--- Material to process Enclosed Below ---
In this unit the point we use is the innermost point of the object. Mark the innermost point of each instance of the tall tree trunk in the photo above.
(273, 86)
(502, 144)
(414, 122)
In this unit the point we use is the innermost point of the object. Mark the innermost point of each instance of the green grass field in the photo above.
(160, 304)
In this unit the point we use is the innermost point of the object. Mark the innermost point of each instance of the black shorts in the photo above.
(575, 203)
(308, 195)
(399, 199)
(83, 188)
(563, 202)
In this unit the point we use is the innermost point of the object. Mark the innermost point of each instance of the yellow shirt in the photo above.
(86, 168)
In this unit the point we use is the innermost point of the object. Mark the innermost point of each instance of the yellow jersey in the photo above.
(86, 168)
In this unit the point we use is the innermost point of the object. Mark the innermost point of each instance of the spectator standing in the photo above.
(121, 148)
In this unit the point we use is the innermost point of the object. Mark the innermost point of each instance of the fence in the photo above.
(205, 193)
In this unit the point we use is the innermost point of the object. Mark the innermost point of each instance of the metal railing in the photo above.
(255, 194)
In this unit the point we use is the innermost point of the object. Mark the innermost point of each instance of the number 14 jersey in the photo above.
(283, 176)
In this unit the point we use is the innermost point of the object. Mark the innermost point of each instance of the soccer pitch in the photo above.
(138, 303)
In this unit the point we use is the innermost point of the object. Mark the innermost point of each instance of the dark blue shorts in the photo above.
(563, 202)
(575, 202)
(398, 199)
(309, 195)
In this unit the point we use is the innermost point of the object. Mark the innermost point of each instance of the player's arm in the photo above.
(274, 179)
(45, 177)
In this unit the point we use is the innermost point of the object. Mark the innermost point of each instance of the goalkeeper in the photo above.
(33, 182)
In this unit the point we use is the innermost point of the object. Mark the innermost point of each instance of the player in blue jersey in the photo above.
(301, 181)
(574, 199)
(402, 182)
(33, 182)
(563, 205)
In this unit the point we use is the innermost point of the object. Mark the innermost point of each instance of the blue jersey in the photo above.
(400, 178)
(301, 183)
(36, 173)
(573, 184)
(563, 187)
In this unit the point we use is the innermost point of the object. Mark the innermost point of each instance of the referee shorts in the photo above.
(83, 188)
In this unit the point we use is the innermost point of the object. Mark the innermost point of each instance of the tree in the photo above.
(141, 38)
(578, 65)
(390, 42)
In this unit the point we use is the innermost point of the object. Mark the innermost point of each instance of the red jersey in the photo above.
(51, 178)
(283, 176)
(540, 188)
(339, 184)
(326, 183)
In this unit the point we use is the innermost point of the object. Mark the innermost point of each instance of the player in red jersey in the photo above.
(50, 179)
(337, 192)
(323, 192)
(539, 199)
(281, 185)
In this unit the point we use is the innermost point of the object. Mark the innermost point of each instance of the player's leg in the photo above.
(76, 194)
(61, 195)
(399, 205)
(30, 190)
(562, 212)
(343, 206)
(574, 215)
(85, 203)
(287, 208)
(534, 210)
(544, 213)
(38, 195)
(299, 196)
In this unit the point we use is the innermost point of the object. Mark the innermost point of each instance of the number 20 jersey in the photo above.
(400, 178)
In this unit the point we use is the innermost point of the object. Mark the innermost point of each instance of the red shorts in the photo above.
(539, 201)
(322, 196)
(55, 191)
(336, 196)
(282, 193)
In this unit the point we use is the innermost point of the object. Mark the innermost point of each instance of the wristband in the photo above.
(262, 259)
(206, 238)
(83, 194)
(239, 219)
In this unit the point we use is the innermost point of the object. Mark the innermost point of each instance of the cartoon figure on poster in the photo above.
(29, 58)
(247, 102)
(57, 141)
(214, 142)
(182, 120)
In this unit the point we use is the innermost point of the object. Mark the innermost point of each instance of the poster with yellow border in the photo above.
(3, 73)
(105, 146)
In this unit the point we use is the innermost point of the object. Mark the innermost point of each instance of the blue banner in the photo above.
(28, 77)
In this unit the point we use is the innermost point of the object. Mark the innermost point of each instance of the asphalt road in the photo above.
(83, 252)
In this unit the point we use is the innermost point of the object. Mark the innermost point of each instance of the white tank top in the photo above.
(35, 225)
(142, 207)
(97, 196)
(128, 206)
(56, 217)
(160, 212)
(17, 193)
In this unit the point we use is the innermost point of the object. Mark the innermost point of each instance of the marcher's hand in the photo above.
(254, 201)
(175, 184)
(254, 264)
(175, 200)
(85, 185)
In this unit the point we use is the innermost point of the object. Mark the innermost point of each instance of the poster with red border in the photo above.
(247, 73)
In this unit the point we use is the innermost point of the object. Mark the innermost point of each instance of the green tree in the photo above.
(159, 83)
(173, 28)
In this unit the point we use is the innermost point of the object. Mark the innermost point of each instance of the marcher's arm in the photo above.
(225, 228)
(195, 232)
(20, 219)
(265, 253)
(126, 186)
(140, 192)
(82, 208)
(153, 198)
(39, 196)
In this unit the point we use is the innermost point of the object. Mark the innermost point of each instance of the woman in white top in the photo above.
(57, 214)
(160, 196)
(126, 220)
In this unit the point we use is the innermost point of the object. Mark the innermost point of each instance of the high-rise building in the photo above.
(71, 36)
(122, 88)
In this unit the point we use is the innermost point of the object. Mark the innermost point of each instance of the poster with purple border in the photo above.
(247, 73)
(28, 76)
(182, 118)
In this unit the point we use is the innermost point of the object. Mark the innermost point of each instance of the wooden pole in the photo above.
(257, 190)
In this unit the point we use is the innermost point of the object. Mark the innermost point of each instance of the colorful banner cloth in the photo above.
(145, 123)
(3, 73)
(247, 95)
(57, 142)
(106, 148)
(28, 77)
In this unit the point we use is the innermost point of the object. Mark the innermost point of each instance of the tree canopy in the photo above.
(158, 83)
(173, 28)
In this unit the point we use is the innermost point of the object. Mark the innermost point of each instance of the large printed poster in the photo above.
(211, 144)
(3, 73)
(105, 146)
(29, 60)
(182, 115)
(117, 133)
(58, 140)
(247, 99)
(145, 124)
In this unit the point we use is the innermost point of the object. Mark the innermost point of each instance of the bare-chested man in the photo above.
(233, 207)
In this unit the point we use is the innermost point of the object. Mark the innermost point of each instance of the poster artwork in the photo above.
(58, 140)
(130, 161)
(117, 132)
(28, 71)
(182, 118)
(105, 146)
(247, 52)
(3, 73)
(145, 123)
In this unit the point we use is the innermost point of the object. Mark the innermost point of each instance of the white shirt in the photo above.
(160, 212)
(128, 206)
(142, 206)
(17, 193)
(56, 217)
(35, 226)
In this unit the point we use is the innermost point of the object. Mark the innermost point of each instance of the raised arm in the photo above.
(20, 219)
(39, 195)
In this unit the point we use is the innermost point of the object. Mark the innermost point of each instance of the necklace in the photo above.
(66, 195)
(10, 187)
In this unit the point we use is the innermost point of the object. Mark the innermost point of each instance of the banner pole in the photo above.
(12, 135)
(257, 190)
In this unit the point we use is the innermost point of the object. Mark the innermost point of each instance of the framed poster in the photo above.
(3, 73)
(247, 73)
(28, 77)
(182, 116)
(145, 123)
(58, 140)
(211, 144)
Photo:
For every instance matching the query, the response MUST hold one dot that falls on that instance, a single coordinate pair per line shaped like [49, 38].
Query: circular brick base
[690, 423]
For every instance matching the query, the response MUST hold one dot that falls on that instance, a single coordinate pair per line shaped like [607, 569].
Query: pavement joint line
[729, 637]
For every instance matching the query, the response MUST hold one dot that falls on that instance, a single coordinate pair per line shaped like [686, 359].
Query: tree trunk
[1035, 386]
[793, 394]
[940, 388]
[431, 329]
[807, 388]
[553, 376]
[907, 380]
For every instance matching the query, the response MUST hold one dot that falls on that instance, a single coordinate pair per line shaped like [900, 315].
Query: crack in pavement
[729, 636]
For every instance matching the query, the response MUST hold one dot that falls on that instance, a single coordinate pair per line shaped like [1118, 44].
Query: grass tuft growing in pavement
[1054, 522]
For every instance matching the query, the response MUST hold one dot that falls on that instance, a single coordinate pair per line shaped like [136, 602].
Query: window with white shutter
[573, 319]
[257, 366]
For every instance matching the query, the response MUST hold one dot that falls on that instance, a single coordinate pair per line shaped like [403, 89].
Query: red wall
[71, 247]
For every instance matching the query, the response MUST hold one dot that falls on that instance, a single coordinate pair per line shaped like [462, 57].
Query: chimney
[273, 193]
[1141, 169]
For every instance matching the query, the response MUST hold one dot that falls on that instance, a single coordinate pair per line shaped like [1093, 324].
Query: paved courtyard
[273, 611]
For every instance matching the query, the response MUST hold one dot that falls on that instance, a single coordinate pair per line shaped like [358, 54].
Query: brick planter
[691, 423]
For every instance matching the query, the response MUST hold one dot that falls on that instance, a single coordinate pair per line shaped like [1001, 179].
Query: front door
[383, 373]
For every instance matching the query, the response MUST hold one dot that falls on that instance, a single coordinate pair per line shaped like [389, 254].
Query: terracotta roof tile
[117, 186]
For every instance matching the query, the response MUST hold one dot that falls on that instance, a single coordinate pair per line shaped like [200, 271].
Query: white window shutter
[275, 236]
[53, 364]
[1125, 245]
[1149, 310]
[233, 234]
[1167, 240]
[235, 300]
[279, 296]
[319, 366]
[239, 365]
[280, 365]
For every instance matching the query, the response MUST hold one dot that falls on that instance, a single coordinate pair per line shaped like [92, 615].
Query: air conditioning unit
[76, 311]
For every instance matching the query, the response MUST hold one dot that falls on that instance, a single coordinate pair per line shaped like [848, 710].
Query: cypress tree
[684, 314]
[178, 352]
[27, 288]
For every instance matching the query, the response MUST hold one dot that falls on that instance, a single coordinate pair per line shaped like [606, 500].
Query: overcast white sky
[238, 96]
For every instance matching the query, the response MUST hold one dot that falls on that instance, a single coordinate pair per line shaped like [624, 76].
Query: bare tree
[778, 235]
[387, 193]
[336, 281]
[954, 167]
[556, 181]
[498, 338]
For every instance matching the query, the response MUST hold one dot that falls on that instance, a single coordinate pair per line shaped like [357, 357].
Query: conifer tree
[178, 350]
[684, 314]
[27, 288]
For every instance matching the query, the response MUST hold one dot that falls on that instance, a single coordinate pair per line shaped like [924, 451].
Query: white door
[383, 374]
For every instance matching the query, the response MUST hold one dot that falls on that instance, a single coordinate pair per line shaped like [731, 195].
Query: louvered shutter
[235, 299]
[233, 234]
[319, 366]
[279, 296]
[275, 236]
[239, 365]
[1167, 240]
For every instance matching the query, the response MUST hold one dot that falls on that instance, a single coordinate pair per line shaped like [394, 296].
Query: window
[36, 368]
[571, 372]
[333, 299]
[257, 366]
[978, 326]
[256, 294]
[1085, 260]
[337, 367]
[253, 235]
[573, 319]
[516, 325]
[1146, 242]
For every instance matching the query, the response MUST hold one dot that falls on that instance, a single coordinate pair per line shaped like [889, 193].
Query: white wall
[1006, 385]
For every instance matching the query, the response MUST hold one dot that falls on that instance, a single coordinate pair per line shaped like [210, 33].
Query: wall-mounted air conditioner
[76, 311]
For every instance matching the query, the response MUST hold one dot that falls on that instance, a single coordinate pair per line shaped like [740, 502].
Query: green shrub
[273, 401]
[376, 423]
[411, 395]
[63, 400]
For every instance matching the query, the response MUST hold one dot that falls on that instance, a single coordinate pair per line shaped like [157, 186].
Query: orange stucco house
--- End of Enclosed Material to process ---
Search the entries for the line holding "like [157, 186].". Return that line and the ones after it through the last, exactly.

- Written response
For every instance matching the query, the response MUST hold one dot that falls on that instance, a single coordinate pair per line shaped like [157, 186].
Query: orange stucco house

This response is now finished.